• _Required work_:
This task requires every entry to be set down again exactly.

(Collected data)
-- -- --

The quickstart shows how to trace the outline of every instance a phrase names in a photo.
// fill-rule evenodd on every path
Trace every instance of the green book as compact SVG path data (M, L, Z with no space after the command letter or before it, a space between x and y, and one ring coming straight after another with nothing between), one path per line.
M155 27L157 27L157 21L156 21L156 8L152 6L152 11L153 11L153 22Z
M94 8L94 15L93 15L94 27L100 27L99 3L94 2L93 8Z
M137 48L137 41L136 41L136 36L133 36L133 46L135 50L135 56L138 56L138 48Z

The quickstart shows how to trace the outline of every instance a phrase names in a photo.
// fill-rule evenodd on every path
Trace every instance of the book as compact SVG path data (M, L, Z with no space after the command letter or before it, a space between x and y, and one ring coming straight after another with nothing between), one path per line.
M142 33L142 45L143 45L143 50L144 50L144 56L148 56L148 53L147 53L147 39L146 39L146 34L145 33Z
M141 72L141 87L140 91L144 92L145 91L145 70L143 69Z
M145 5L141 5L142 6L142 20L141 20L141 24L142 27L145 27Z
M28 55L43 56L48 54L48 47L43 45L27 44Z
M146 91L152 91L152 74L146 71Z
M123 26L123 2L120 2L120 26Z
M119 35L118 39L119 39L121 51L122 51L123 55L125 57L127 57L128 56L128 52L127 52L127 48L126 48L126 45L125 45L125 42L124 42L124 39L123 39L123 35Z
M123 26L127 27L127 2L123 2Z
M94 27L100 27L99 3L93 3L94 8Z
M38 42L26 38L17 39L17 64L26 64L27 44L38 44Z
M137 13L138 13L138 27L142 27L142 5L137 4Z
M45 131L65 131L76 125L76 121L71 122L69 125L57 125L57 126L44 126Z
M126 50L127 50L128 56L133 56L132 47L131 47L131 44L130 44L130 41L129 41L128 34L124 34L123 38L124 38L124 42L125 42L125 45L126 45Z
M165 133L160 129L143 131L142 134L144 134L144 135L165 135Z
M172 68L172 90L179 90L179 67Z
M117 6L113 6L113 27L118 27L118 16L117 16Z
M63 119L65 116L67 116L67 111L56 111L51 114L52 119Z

-- -- --

• _Written answer_:
The quickstart shows how to trace the outline of every instance a phrase names in a photo.
// fill-rule evenodd on every path
Trace every instance of the green book as compact SVG path data (M, L, Z with no space after the command letter or before it, a space between x and y, and one ring coming straight after another with nothing between), one path per line.
M155 27L157 27L157 21L156 21L156 8L152 6L152 11L153 11L153 22Z
M94 8L94 15L93 15L94 27L100 27L99 3L94 2L93 8Z
M137 48L137 41L136 41L136 36L133 36L133 46L135 50L135 56L138 56L138 48Z

The quickstart shows how to trace the outline of every instance a phrase names in a photo.
// fill-rule evenodd on every path
Trace every instance of the book as compact SVG path data (M, L, Z with no space after the command letter or before it, a space between x and y, and one ring coming straight after another with nothing between), one path per line.
M142 33L142 45L143 45L143 50L144 50L144 56L148 56L148 53L147 53L147 39L146 39L146 34L145 33Z
M141 72L141 87L140 91L144 92L145 91L145 70L143 69Z
M145 5L141 5L142 6L142 20L141 20L141 24L142 27L145 27Z
M28 55L43 56L48 54L48 47L43 45L27 44Z
M146 91L152 91L152 74L146 71Z
M123 26L123 2L120 2L120 26Z
M119 35L118 39L119 39L121 51L122 51L123 55L125 57L127 57L128 56L128 52L127 52L127 48L126 48L126 45L125 45L125 42L124 42L124 39L123 39L123 35Z
M123 26L127 27L127 2L123 2Z
M94 27L100 27L99 3L93 3L94 8Z
M38 42L26 38L17 39L17 64L26 64L27 44L38 44Z
M137 13L138 13L138 27L142 27L142 5L137 4Z
M45 131L65 131L76 125L76 121L71 122L69 125L57 125L57 126L44 126Z
M126 50L127 50L128 56L133 56L132 47L131 47L131 44L130 44L130 41L129 41L128 34L124 34L123 38L124 38L124 42L125 42L125 45L126 45Z
M165 133L160 129L143 131L142 134L144 134L144 135L165 135Z
M172 68L172 90L179 90L179 67Z
M117 6L113 6L113 27L118 27L118 16L117 16Z
M63 119L65 116L67 116L67 111L56 111L51 114L52 119Z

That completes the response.